# Given task 1
Write out the agreement excerpt word for word, starting with "NOW, THEREFORE, in" and going on through "mediation tribunal.".
# Given task 2
Summarize the agreement excerpt in two sentences.

# Selected extract
========

NOW, THEREFORE, in consideration of
the premises, and of the representations, warranties, covenants and
agreements set forth in this Agreement, the Parties hereby agree as
follows:
ARTICLE I
DEFINITIONS
SECTION 1.1 General . As used
in this Agreement, the following terms shall have the following
meanings:
Action: any claim, demand, action, lawsuit, countersuit,
arbitration, inquiry, proceeding or investigation by or before any
governmental or regulatory authority or any arbitration or
mediation tribunal.
After Tax Operating Cash
Flow: the sum of, based
on Parent’s financial reporting system for the period from
and including January 1, 2008 to and including the close of
business on the Distribution Date, with all business transactions
accounted for according Parent’s established cut-off,
accounting and reporting procedures and protocols, the Net
Operating Income of the Spinco Business’s continuing
operations, plus or minus each of the following (as specified
below):
(1) plus,
Net Operating Income of Spinco’s discontinued
businesses,
(2) plus,
Spinco’s incremental corporate staff expense, after
tax,
(3) plus
the decrease or minus the increase in Spinco’s capital
employed for its continuing operations, excluding cash and cash
equivalents,
(4) plus
the decrease or minus the increase in Spinco’s capital
employed for its discontinued operations, excluding cash and cash
equivalents,
(5) plus
or minus, as applicable, the correcting adjustment for foreign
exchange translation related to Spinco’s capital employed for
both its continuing and discontinued operations,
(6) plus
the increase or minus the decrease in Spinco’s liability for
current and deferred income taxes and deferred tax
assets,
(7) plus
or minus, as applicable, the correcting adjustment for the foreign
exchange translation adjustment related to Spinco’s liability
for current and deferred income taxes and deferred tax
assets,
(8) plus
restatement gains or minus restatement losses, net of
tax,
(9) plus
impact of OCI, deferred derivative gains (losses) and
other,
(10) plus,
provisions for defined benefit retirement plans,
pre-tax,
-2-
(11) less,
amortization expense in 2008 related to the 2006 restricted stock
equity award, pre-tax,
(12) plus the
increase or minus the decrease in Spinco’s health care
reserves, and
(13) plus the
increase or minus the decrease in Spinco’s insurance
reserves.

========

# Provided material
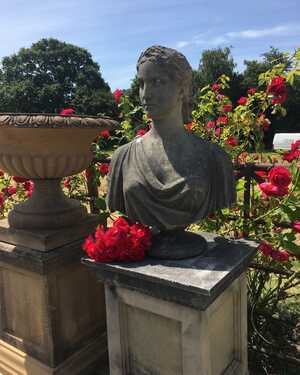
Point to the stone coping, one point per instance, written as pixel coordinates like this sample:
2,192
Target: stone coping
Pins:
194,282
50,120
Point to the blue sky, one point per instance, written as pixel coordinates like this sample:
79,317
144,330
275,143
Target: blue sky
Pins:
115,33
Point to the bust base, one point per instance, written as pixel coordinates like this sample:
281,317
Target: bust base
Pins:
177,244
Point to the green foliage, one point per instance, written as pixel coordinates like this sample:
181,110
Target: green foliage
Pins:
51,75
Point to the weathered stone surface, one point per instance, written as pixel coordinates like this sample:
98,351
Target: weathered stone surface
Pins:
196,308
46,148
52,311
194,282
45,240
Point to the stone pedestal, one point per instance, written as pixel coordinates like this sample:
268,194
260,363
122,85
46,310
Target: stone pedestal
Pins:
52,316
186,317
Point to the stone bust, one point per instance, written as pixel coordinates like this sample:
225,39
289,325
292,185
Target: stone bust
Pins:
168,178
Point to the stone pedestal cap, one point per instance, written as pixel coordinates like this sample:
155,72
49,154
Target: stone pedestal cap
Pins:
194,282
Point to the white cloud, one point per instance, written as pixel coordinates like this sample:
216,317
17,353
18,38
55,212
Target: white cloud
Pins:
215,40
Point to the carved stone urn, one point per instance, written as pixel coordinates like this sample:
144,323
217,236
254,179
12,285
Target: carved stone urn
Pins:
45,148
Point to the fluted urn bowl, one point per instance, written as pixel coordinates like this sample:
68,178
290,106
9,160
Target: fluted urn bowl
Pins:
45,148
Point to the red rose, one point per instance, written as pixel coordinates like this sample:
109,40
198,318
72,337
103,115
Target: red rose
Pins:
11,190
272,190
295,146
280,256
278,89
261,174
251,91
103,168
215,87
227,108
141,132
67,112
2,198
232,141
67,184
242,100
222,120
280,176
210,125
296,226
189,126
121,242
117,95
28,185
265,248
19,179
266,124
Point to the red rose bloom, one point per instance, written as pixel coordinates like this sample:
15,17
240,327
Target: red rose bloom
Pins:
105,134
1,200
296,226
261,174
103,168
278,89
251,91
28,185
266,124
295,146
210,125
141,132
67,184
232,141
222,120
121,242
290,156
67,112
265,248
19,179
272,190
11,190
117,95
280,256
280,176
227,108
215,87
189,126
242,100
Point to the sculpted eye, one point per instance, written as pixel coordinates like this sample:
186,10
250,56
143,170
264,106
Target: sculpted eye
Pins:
157,81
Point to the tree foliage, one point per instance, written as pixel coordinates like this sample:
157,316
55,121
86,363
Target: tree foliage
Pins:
51,75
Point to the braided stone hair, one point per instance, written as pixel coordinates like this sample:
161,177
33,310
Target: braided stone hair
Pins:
177,67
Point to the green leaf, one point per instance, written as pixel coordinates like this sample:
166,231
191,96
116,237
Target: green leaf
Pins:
100,204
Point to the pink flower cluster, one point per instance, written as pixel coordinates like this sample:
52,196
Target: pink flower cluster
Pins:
279,179
294,153
121,242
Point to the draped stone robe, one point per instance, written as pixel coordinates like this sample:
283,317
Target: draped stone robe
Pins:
202,182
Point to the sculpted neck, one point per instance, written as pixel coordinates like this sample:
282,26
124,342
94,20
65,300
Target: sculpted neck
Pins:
168,127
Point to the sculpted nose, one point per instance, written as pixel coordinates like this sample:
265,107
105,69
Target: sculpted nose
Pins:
145,92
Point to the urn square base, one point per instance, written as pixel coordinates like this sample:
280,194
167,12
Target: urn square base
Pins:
45,240
52,312
186,317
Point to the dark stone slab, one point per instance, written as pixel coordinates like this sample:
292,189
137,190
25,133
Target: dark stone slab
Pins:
38,261
194,282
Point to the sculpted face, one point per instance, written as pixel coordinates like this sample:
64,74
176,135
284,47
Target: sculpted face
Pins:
160,95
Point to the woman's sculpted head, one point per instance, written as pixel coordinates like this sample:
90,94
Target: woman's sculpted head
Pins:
172,64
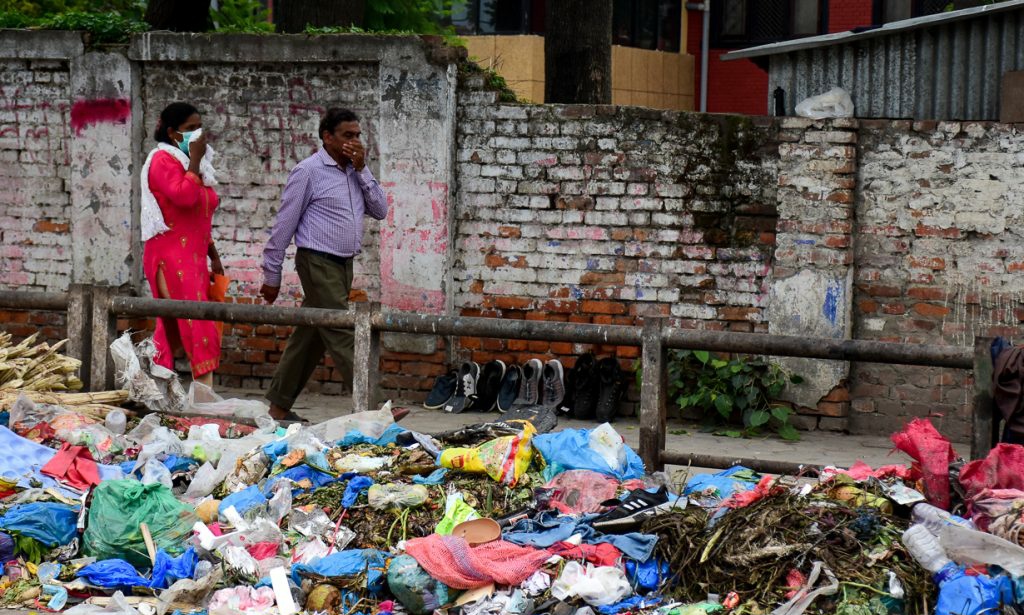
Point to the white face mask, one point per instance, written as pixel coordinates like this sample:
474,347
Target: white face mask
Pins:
187,137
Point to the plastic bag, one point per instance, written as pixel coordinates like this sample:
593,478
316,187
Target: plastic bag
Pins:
578,491
156,472
416,589
50,523
203,400
118,509
605,441
456,511
118,606
353,563
570,449
396,495
505,459
597,586
834,103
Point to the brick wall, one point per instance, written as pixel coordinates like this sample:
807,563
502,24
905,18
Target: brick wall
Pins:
939,251
35,151
606,215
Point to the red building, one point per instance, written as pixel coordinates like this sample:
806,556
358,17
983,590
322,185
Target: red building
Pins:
741,87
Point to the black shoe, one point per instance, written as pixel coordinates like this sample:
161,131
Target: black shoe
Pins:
442,392
509,390
488,386
585,387
553,390
465,391
632,511
529,390
611,386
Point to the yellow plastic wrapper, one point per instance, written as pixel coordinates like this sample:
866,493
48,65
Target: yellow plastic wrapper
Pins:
504,459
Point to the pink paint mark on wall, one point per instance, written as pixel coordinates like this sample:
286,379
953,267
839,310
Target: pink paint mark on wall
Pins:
98,111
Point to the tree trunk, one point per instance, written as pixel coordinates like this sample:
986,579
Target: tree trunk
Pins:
294,15
578,51
178,15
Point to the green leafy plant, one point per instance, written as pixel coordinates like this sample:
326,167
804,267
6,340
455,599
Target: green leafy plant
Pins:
242,16
738,391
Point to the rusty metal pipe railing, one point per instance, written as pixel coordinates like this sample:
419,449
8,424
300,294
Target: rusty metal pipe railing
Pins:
96,308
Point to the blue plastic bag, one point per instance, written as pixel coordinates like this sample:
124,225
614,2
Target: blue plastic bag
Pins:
722,484
356,437
357,485
569,449
243,500
348,563
118,573
961,594
48,522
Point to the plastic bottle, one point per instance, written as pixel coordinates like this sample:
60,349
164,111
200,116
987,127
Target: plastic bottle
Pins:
925,547
934,518
116,422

========

# Written answer 1
NOW, THEREFORE, in consideration of
the premises, and of the representations, warranties, covenants and
agreements set forth in this Agreement, the Parties hereby agree as
follows:
ARTICLE I
DEFINITIONS
SECTION 1.1 General . As used
in this Agreement, the following terms shall have the following
meanings:
Action: any claim, demand, action, lawsuit, countersuit,
arbitration, inquiry, proceeding or investigation by or before any
governmental or regulatory authority or any arbitration or
mediation tribunal.

# Written answer 2
In consideration of the premises and of the representations, warranties, covenants and agreements in the Agreement, the Parties agree to terms that open with an article of definitions, including "Action," meaning any claim, demand, lawsuit, arbitration, proceeding or investigation by or before a governmental or regulatory authority or an arbitration or mediation tribunal. "After Tax Operating Cash Flow" is defined as the Net Operating Income of the Spinco Business's continuing operations from January 1, 2008 through the close of business on the Distribution Date, based on Parent's financial reporting system and adjusted by thirteen listed items such as changes in Spinco's capital employed, its income tax liabilities, and its health care and insurance reserves.